──────── Records

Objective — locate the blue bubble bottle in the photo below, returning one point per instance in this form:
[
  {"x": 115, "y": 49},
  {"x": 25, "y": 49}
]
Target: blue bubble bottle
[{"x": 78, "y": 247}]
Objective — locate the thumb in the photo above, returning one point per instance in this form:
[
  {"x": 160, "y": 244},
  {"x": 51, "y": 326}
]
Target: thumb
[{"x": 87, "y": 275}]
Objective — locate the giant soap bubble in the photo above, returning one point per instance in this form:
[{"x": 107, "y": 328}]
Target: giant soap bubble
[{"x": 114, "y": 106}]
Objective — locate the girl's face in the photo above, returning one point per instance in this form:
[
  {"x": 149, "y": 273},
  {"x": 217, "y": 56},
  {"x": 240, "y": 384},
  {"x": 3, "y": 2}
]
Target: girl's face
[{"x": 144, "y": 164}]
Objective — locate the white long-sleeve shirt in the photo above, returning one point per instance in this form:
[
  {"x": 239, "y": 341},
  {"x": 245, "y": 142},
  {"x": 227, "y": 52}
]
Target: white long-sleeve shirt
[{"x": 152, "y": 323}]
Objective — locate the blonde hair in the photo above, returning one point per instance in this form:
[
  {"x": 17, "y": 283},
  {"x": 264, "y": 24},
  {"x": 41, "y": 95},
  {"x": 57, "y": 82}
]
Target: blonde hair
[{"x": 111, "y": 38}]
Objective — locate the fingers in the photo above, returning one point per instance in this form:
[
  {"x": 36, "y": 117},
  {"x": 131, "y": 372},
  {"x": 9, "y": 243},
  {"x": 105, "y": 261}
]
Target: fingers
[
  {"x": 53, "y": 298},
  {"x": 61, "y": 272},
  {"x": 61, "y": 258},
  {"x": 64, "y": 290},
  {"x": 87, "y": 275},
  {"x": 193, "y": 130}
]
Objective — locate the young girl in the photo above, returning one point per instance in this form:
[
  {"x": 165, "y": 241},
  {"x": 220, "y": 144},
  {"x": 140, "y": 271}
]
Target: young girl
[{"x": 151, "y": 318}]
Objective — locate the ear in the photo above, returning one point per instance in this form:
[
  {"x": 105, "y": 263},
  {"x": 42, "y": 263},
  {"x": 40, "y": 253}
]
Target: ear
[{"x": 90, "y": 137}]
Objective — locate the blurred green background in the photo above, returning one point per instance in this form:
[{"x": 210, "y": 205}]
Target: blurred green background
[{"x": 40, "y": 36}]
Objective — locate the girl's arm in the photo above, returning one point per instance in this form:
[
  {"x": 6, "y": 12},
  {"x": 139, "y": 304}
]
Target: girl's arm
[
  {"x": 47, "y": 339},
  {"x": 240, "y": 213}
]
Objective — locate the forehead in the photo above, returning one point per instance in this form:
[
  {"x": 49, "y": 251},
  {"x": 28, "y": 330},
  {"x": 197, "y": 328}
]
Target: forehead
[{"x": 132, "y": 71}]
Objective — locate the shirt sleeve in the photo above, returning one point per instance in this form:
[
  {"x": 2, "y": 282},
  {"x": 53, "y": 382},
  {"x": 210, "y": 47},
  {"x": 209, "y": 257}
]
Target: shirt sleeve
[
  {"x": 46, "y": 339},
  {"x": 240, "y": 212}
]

────────────────

Retype the data. Every line must match the original exactly.

Written solution =
Objective — locate the blue bubble bottle in the photo below, returning one point per instance in this form:
[
  {"x": 115, "y": 49},
  {"x": 25, "y": 49}
]
Target: blue bubble bottle
[{"x": 78, "y": 247}]
Objective — locate the thumb in the photo above, returning one point per instance in this form:
[
  {"x": 160, "y": 244},
  {"x": 51, "y": 326}
]
Target: thumb
[{"x": 87, "y": 275}]
Objective — locate the giant soap bubble in the photo above, returning one point per instance in this form:
[{"x": 107, "y": 328}]
Target: giant soap bubble
[{"x": 114, "y": 106}]
Objective — locate the girl's face in the photo above, returning one point per instance in this form:
[
  {"x": 149, "y": 273},
  {"x": 217, "y": 56},
  {"x": 240, "y": 384},
  {"x": 3, "y": 2}
]
Target: girl's face
[{"x": 144, "y": 164}]
Objective — locate the white long-sleeve shirt in the photo above, returning one point per instance in this form:
[
  {"x": 239, "y": 341},
  {"x": 245, "y": 142},
  {"x": 227, "y": 52}
]
Target: white long-sleeve shirt
[{"x": 152, "y": 323}]
Objective — locate the blonde hair in the photo above, returning one point per instance in this form:
[
  {"x": 17, "y": 283},
  {"x": 264, "y": 24},
  {"x": 41, "y": 95},
  {"x": 57, "y": 82}
]
Target: blonde hair
[{"x": 111, "y": 38}]
Objective — locate the fingers in the photo above, returning one point per instance in this form:
[
  {"x": 36, "y": 117},
  {"x": 131, "y": 372},
  {"x": 9, "y": 243},
  {"x": 105, "y": 261}
]
Target: fingers
[
  {"x": 53, "y": 298},
  {"x": 61, "y": 272},
  {"x": 61, "y": 258},
  {"x": 64, "y": 290},
  {"x": 87, "y": 275},
  {"x": 193, "y": 130}
]
Objective — locate the young girl in the photo above, returning one point per instance in this form:
[
  {"x": 165, "y": 241},
  {"x": 220, "y": 144},
  {"x": 140, "y": 271}
]
Target: young girl
[{"x": 151, "y": 318}]
Objective — locate the ear in the photo above, returning one point per instance in this form:
[
  {"x": 105, "y": 263},
  {"x": 42, "y": 263},
  {"x": 40, "y": 253}
]
Target: ear
[{"x": 90, "y": 137}]
Objective — locate the blurred green background in the photo above, returning one point per instance in this form:
[{"x": 210, "y": 205}]
Target: blurred green background
[{"x": 40, "y": 36}]
Objective — locate the girl's arm in the photo above, returning one point per instance in this form:
[
  {"x": 6, "y": 12},
  {"x": 139, "y": 304}
]
Target: girl's arm
[
  {"x": 47, "y": 339},
  {"x": 240, "y": 213}
]
Objective — locate the forehead in the photo above, returning one point per instance in this form:
[
  {"x": 49, "y": 251},
  {"x": 28, "y": 330},
  {"x": 197, "y": 328}
]
Target: forehead
[{"x": 132, "y": 71}]
Objective — locate the shirt sleeve in the photo above, returning one point per instance in this form:
[
  {"x": 2, "y": 282},
  {"x": 53, "y": 382},
  {"x": 210, "y": 47},
  {"x": 209, "y": 257}
]
Target: shirt sleeve
[
  {"x": 46, "y": 339},
  {"x": 240, "y": 212}
]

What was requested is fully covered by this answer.